# Knoxville TN



## Kelly-05 (Feb 11, 2012)

In the past few weeks I've seen a few GTO's on my commute.
Looking for owners in this area for get togethers, barbecues, Mod days etc.


----------



## cutlass79500 (Jan 29, 2012)

wish i lived closer. Just bought mine last saturday


----------



## RichM921 (Jul 30, 2011)

I'm in Knoxville. Mine's an IBM '04. I'm not really into mods, as mine's a daily driver and I just love the car as it is stock. As they say, to each his own.


----------



## Kelly-05 (Feb 11, 2012)

Sorry Cutlass, you are 4 hours away, too bad.

Hey Rich, nothing wrong with stock. Just looking to hang with other owners. 

I've seen two black, two red (both flavors) and a yellow in the past few weeks.

PROVIDED MATERIAL:
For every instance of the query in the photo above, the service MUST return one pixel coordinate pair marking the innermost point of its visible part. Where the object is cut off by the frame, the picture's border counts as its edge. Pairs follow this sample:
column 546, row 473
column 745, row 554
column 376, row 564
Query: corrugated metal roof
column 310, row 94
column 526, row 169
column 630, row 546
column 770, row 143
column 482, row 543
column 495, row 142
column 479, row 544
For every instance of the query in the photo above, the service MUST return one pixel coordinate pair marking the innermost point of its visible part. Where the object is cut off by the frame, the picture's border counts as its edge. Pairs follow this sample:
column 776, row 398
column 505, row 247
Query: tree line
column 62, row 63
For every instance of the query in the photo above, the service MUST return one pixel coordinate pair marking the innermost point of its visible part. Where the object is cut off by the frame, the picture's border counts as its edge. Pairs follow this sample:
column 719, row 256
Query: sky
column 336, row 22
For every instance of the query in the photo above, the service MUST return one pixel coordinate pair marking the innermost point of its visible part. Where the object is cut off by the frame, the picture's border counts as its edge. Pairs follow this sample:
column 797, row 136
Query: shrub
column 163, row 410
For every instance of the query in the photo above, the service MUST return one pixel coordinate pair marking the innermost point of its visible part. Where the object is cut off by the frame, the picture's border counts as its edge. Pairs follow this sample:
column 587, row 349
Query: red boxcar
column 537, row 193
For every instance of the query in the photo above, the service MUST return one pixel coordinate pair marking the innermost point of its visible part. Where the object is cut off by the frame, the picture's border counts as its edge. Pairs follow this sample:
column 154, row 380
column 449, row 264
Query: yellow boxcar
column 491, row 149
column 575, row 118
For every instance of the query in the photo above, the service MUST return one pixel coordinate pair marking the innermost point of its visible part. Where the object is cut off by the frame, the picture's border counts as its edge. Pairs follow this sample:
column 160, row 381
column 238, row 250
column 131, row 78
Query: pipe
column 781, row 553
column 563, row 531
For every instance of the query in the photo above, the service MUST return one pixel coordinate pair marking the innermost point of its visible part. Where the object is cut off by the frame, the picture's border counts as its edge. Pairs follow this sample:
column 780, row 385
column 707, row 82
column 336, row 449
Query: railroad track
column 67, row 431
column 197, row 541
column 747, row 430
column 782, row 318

SET PROBLEM A: List every distinct username that posts in the Knoxville TN thread.
SET PROBLEM B: Repeat everything in the Knoxville TN thread from "## cutlass79500 (Jan" down to "each his own.", word for word.

RIGHT ANSWER A:
Kelly-05
cutlass79500
RichM921

RIGHT ANSWER B:
## cutlass79500 (Jan 29, 2012)

wish i lived closer. Just bought mine last saturday


----------



## RichM921 (Jul 30, 2011)

I'm in Knoxville. Mine's an IBM '04. I'm not really into mods, as mine's a daily driver and I just love the car as it is stock. As they say, to each his own.